◆ **Work item**
Reproduce every record precisely, leaving no line out.

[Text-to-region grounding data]
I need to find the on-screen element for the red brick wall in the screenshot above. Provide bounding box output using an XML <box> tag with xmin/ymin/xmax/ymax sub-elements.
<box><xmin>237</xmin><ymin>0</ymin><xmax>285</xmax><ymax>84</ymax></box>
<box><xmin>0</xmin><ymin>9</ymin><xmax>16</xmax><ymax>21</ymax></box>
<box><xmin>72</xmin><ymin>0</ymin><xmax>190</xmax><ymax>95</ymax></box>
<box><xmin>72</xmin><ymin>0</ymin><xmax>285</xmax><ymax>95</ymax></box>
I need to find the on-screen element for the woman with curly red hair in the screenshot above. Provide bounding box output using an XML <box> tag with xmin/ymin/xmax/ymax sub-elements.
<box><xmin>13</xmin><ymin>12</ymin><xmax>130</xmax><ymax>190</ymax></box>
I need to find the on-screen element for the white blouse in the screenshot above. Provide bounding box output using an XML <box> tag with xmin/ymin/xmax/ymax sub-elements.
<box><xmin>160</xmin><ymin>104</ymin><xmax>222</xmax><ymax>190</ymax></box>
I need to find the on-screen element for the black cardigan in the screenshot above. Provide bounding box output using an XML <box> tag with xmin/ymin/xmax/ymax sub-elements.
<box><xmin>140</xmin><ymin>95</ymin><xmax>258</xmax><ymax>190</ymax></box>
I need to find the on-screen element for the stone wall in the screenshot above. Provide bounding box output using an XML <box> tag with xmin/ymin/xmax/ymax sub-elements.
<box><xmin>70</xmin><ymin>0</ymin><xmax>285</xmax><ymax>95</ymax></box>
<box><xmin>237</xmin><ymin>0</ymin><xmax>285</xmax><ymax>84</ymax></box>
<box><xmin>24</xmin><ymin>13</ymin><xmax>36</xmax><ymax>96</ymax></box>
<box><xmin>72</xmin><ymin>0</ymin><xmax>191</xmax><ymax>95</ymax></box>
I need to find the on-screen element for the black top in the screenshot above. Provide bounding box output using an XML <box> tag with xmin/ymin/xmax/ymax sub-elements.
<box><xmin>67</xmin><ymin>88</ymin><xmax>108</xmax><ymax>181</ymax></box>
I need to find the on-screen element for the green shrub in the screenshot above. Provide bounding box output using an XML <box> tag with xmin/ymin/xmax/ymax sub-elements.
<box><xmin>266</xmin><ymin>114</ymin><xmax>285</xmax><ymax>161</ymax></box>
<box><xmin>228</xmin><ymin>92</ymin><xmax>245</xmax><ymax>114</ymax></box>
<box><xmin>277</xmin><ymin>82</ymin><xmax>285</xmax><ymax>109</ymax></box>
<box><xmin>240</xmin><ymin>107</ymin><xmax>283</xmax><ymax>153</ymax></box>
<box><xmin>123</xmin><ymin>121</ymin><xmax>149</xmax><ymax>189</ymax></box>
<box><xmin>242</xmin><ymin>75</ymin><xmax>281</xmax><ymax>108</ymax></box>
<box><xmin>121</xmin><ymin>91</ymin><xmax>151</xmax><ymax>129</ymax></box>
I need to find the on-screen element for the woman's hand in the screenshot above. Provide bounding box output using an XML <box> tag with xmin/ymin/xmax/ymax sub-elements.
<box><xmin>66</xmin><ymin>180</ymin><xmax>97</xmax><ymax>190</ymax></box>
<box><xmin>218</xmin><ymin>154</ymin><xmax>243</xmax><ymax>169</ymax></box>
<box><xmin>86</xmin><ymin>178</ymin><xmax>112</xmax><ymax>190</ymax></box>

◆ **Task answer**
I need to find the on-screen element for the red brick wall in the screenshot above. Provide bounding box output using an XML <box> tag with xmin/ymin/xmax/ymax sub-elements.
<box><xmin>237</xmin><ymin>0</ymin><xmax>285</xmax><ymax>84</ymax></box>
<box><xmin>0</xmin><ymin>9</ymin><xmax>16</xmax><ymax>21</ymax></box>
<box><xmin>72</xmin><ymin>0</ymin><xmax>190</xmax><ymax>95</ymax></box>
<box><xmin>72</xmin><ymin>0</ymin><xmax>285</xmax><ymax>95</ymax></box>
I need to find the on-screen element for the woman with curly red hair in the screenshot above. Provide bounding box output using an XML <box> tag with xmin/ymin/xmax/ymax sub-elements.
<box><xmin>13</xmin><ymin>12</ymin><xmax>130</xmax><ymax>190</ymax></box>
I need to find the on-screen element for the white blouse in the screenshot above. Provide bounding box output using an XML <box> tag with xmin/ymin/xmax/ymax sub-elements.
<box><xmin>160</xmin><ymin>104</ymin><xmax>222</xmax><ymax>190</ymax></box>
I need to find the on-screen element for the black cardigan in the screenshot above. Provide bounding box output using an XML <box> tag with xmin/ymin/xmax/ymax sub-elements.
<box><xmin>140</xmin><ymin>95</ymin><xmax>258</xmax><ymax>190</ymax></box>
I need to find the on-screen element for the stone wall in the screenshot above. Provide bounding box output using an XML <box> tag with xmin/ymin/xmax/ymax sub-elements.
<box><xmin>70</xmin><ymin>0</ymin><xmax>285</xmax><ymax>95</ymax></box>
<box><xmin>237</xmin><ymin>0</ymin><xmax>285</xmax><ymax>84</ymax></box>
<box><xmin>24</xmin><ymin>13</ymin><xmax>36</xmax><ymax>96</ymax></box>
<box><xmin>72</xmin><ymin>0</ymin><xmax>191</xmax><ymax>95</ymax></box>
I need to find the on-screen element for the black top in the screenshot above. Provide bounding box output using an XML <box> tag with xmin/ymin/xmax/ymax sub-elements.
<box><xmin>67</xmin><ymin>88</ymin><xmax>108</xmax><ymax>181</ymax></box>
I need to find the on-screen element for the green shrub in the screenshot above. Provide bounding box output using an XML <box> tag with xmin/ymin/xmax/ymax sub-elements.
<box><xmin>266</xmin><ymin>114</ymin><xmax>285</xmax><ymax>161</ymax></box>
<box><xmin>228</xmin><ymin>92</ymin><xmax>245</xmax><ymax>114</ymax></box>
<box><xmin>277</xmin><ymin>82</ymin><xmax>285</xmax><ymax>109</ymax></box>
<box><xmin>240</xmin><ymin>107</ymin><xmax>283</xmax><ymax>153</ymax></box>
<box><xmin>123</xmin><ymin>121</ymin><xmax>149</xmax><ymax>189</ymax></box>
<box><xmin>242</xmin><ymin>75</ymin><xmax>281</xmax><ymax>108</ymax></box>
<box><xmin>121</xmin><ymin>91</ymin><xmax>151</xmax><ymax>129</ymax></box>
I need to find the on-screen element for the woman's hand in the screenshot above. Provide bounding box output using an XML <box> tag with xmin/ymin/xmax/ymax sub-elements.
<box><xmin>66</xmin><ymin>180</ymin><xmax>97</xmax><ymax>190</ymax></box>
<box><xmin>218</xmin><ymin>154</ymin><xmax>243</xmax><ymax>169</ymax></box>
<box><xmin>86</xmin><ymin>178</ymin><xmax>112</xmax><ymax>190</ymax></box>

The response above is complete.